TASK STATEMENT: Give every line of the data again, unchanged, but with no pictures.

RECORDS FOR THIS EXERCISE:
__________
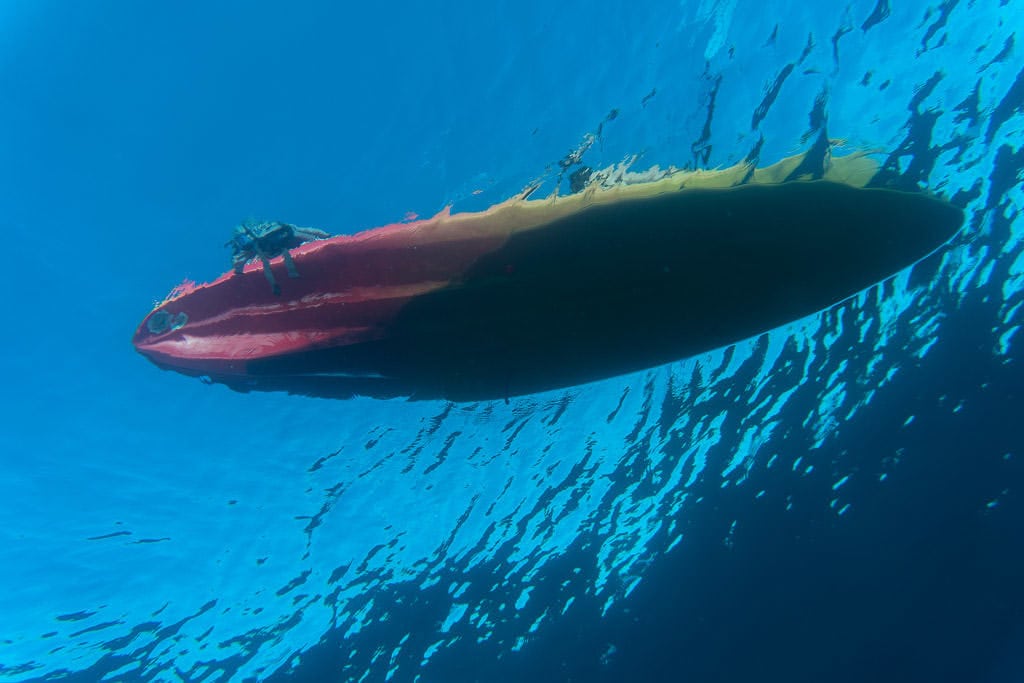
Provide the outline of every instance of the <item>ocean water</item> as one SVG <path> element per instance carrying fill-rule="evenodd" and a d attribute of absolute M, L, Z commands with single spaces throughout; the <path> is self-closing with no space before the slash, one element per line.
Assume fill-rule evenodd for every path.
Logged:
<path fill-rule="evenodd" d="M 0 26 L 0 680 L 1024 680 L 1020 0 Z M 508 403 L 243 395 L 131 348 L 241 220 L 479 209 L 599 128 L 594 167 L 825 131 L 967 223 L 820 314 Z"/>

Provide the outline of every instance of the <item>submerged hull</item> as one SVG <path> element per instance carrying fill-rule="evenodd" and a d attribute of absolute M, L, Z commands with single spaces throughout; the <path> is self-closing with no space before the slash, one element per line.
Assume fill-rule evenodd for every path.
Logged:
<path fill-rule="evenodd" d="M 249 265 L 172 295 L 134 344 L 163 368 L 242 391 L 507 398 L 814 313 L 926 256 L 963 221 L 941 200 L 862 183 L 667 180 L 309 243 L 292 251 L 298 278 L 272 263 L 280 296 Z M 154 315 L 180 324 L 154 334 Z"/>

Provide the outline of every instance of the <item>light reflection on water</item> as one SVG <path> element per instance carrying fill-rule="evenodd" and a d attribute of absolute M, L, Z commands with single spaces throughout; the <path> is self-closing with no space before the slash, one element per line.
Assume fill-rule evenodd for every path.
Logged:
<path fill-rule="evenodd" d="M 737 124 L 742 144 L 720 152 L 731 160 L 746 154 L 755 135 L 743 130 L 750 98 L 796 58 L 806 33 L 782 34 L 782 61 L 757 62 L 746 46 L 764 41 L 774 15 L 743 13 L 742 26 L 715 23 L 740 16 L 742 3 L 734 11 L 736 4 L 708 17 L 708 68 L 724 74 L 715 125 L 728 130 L 728 112 L 744 113 Z M 870 10 L 861 5 L 858 10 Z M 784 16 L 780 3 L 759 6 Z M 809 62 L 806 73 L 790 76 L 786 87 L 802 83 L 803 100 L 787 107 L 809 110 L 827 73 L 830 130 L 842 132 L 846 117 L 856 135 L 891 149 L 908 133 L 900 127 L 915 110 L 911 98 L 921 94 L 915 88 L 931 76 L 930 65 L 944 67 L 916 109 L 942 112 L 931 130 L 932 147 L 945 150 L 929 175 L 932 186 L 948 195 L 967 191 L 991 175 L 999 146 L 1019 138 L 1021 121 L 1019 114 L 1008 117 L 988 143 L 979 123 L 958 118 L 954 108 L 981 70 L 954 58 L 976 54 L 972 64 L 983 64 L 994 57 L 1010 24 L 999 33 L 992 28 L 998 21 L 983 18 L 1008 11 L 996 2 L 957 9 L 943 49 L 924 35 L 927 23 L 901 35 L 898 50 L 883 42 L 896 17 L 874 32 L 857 29 L 841 43 L 837 64 L 819 46 L 809 59 L 822 70 Z M 816 26 L 816 33 L 833 35 L 834 23 Z M 751 70 L 742 79 L 733 58 L 712 49 L 725 35 Z M 760 42 L 741 41 L 744 35 Z M 922 44 L 930 49 L 917 56 Z M 914 59 L 915 75 L 898 76 L 907 63 L 901 60 Z M 860 85 L 864 64 L 873 82 L 892 80 L 884 107 Z M 980 111 L 999 111 L 1018 69 L 994 62 L 984 70 Z M 855 118 L 865 110 L 872 117 Z M 805 121 L 768 118 L 757 135 L 784 146 L 798 139 Z M 915 153 L 898 160 L 901 171 L 922 157 L 920 148 Z M 182 510 L 180 526 L 165 533 L 154 520 L 178 513 L 154 503 L 151 519 L 139 514 L 108 531 L 76 530 L 76 538 L 90 540 L 79 541 L 71 555 L 80 553 L 83 563 L 114 558 L 116 574 L 117 558 L 130 546 L 132 573 L 111 577 L 120 590 L 110 599 L 98 597 L 110 592 L 109 584 L 84 585 L 89 599 L 82 603 L 26 610 L 31 626 L 0 643 L 0 677 L 103 670 L 114 677 L 163 679 L 177 672 L 216 680 L 223 671 L 241 680 L 301 664 L 297 653 L 333 633 L 351 643 L 347 674 L 372 671 L 376 680 L 402 671 L 398 680 L 456 645 L 497 641 L 515 650 L 543 638 L 583 596 L 598 600 L 602 613 L 616 609 L 652 563 L 686 543 L 688 513 L 713 500 L 716 489 L 747 489 L 752 504 L 792 508 L 785 487 L 821 477 L 823 504 L 837 518 L 855 515 L 854 485 L 867 475 L 855 463 L 822 461 L 821 447 L 840 439 L 876 395 L 927 356 L 949 312 L 988 299 L 998 311 L 985 321 L 992 352 L 1006 355 L 1019 343 L 1024 230 L 1015 207 L 1022 197 L 1018 187 L 1002 189 L 1005 194 L 990 196 L 983 182 L 965 231 L 912 271 L 728 349 L 509 404 L 303 402 L 311 406 L 308 415 L 285 427 L 271 423 L 269 434 L 246 437 L 239 452 L 226 455 L 223 466 L 244 470 L 239 481 L 246 483 L 236 497 L 216 501 L 216 514 L 197 521 Z M 912 416 L 900 419 L 912 424 Z M 311 448 L 300 435 L 312 429 L 318 444 Z M 898 467 L 899 454 L 886 462 Z M 204 496 L 201 487 L 195 495 Z M 722 543 L 743 523 L 722 520 Z M 232 537 L 231 546 L 204 544 L 211 528 L 215 539 Z M 105 545 L 97 550 L 97 544 Z M 557 575 L 568 578 L 552 584 L 552 564 L 566 558 L 572 567 Z M 180 590 L 150 589 L 168 581 Z M 417 593 L 429 596 L 418 617 Z M 361 640 L 368 629 L 373 638 Z M 614 645 L 606 655 L 614 658 Z"/>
__________
FINAL ANSWER:
Provide the outline of every instance of the <item>ocean water</item> as one SVG <path> element per instance carrying fill-rule="evenodd" and a d attribute of absolute M, L, Z commands with single spaces throughout; the <path> is self-closing with no space before the slash, one element per line.
Assume fill-rule evenodd for every path.
Logged:
<path fill-rule="evenodd" d="M 0 26 L 0 680 L 1024 680 L 1020 0 Z M 508 403 L 243 395 L 131 348 L 241 220 L 479 209 L 599 128 L 594 167 L 825 131 L 967 223 L 820 314 Z"/>

Provide the outline of every instance of the <item>submerged hull</item> as one SVG <path> element per instance carrying fill-rule="evenodd" and a d attribute of absolute M, L, Z commands with single spaces throughout; the <path> is self-closing with no space before the slash, one element per line.
Assume fill-rule evenodd for every path.
Logged:
<path fill-rule="evenodd" d="M 249 265 L 172 295 L 134 344 L 163 368 L 242 391 L 507 398 L 814 313 L 926 256 L 963 221 L 941 200 L 862 183 L 667 180 L 309 243 L 292 251 L 298 278 L 272 263 L 280 296 Z M 154 315 L 180 324 L 154 334 Z"/>

Provide the outline of every instance of the <item>light reflection on water</item> as one SVG <path> element per instance carrying fill-rule="evenodd" and a d attribute of absolute M, L, Z commands with single spaces throughout; the <path> is self-closing with no space before the slash, one element per line.
Assume fill-rule evenodd for every path.
Logged:
<path fill-rule="evenodd" d="M 737 124 L 742 144 L 720 152 L 731 160 L 746 154 L 755 135 L 743 130 L 750 98 L 796 58 L 806 33 L 782 34 L 782 61 L 757 62 L 746 46 L 764 41 L 774 15 L 743 13 L 742 26 L 715 23 L 740 16 L 742 3 L 734 11 L 736 4 L 708 17 L 708 68 L 724 74 L 715 125 L 728 130 L 728 112 L 744 113 Z M 870 10 L 861 5 L 858 10 Z M 784 16 L 780 3 L 759 6 Z M 809 62 L 806 73 L 790 76 L 786 87 L 802 83 L 803 100 L 787 107 L 809 110 L 827 73 L 830 130 L 842 132 L 846 117 L 856 135 L 891 149 L 908 133 L 900 127 L 915 110 L 911 98 L 921 94 L 915 88 L 931 76 L 930 65 L 944 67 L 916 109 L 942 112 L 931 130 L 932 147 L 945 150 L 929 175 L 932 186 L 948 195 L 967 191 L 991 175 L 999 146 L 1019 138 L 1021 121 L 1019 114 L 1008 117 L 988 143 L 979 123 L 958 118 L 954 108 L 981 70 L 954 58 L 976 54 L 972 64 L 983 64 L 994 57 L 1010 24 L 999 33 L 992 28 L 998 21 L 983 18 L 1008 11 L 996 2 L 957 9 L 943 49 L 924 35 L 927 23 L 901 35 L 898 50 L 883 42 L 896 17 L 874 32 L 857 29 L 841 43 L 837 64 L 819 46 L 809 59 L 822 70 Z M 816 26 L 816 33 L 833 35 L 834 23 Z M 751 70 L 742 79 L 733 58 L 712 49 L 725 35 Z M 760 42 L 741 41 L 744 35 Z M 922 44 L 930 49 L 917 56 Z M 914 59 L 915 75 L 898 76 L 907 63 L 901 60 Z M 860 85 L 864 64 L 873 82 L 892 80 L 884 107 Z M 980 111 L 999 111 L 1018 69 L 994 62 L 984 70 Z M 855 118 L 865 110 L 872 117 Z M 805 121 L 768 118 L 757 135 L 784 146 L 798 139 Z M 915 153 L 898 160 L 901 171 L 922 157 L 920 148 Z M 182 510 L 180 526 L 165 533 L 154 520 L 178 513 L 154 503 L 151 519 L 139 514 L 108 531 L 76 530 L 76 538 L 90 540 L 79 541 L 71 555 L 80 553 L 83 563 L 114 558 L 116 574 L 117 558 L 130 546 L 132 573 L 111 577 L 120 590 L 110 599 L 98 597 L 110 592 L 109 584 L 84 585 L 89 599 L 82 603 L 26 610 L 31 626 L 0 643 L 0 677 L 103 670 L 114 677 L 163 679 L 177 672 L 216 680 L 223 671 L 241 680 L 301 664 L 297 653 L 333 633 L 351 643 L 347 674 L 372 671 L 376 680 L 402 671 L 398 680 L 456 645 L 497 641 L 515 650 L 543 638 L 583 596 L 598 600 L 602 613 L 616 609 L 652 563 L 686 543 L 688 513 L 713 500 L 716 489 L 747 489 L 752 504 L 792 508 L 785 487 L 821 477 L 823 504 L 837 518 L 855 515 L 854 485 L 867 475 L 855 463 L 822 461 L 821 447 L 840 439 L 876 395 L 927 356 L 949 312 L 988 299 L 998 311 L 985 321 L 992 352 L 1006 355 L 1019 343 L 1024 230 L 1015 207 L 1022 197 L 1018 187 L 1002 189 L 1005 194 L 990 196 L 983 182 L 965 231 L 912 271 L 728 349 L 509 404 L 303 402 L 311 406 L 308 415 L 285 427 L 271 423 L 269 434 L 246 437 L 239 452 L 226 455 L 223 466 L 244 470 L 239 481 L 246 483 L 236 497 L 216 501 L 216 514 L 197 521 Z M 912 416 L 900 419 L 912 424 Z M 311 448 L 300 435 L 312 429 L 318 444 Z M 898 467 L 899 454 L 886 462 Z M 204 496 L 201 487 L 195 495 Z M 722 543 L 743 523 L 722 520 Z M 232 537 L 231 546 L 204 544 L 211 528 L 215 539 Z M 105 545 L 97 550 L 97 544 Z M 557 575 L 568 578 L 552 584 L 552 564 L 566 558 L 572 567 Z M 180 590 L 150 589 L 168 581 Z M 417 593 L 429 596 L 418 617 Z M 361 640 L 368 629 L 373 638 Z M 614 645 L 606 655 L 614 658 Z"/>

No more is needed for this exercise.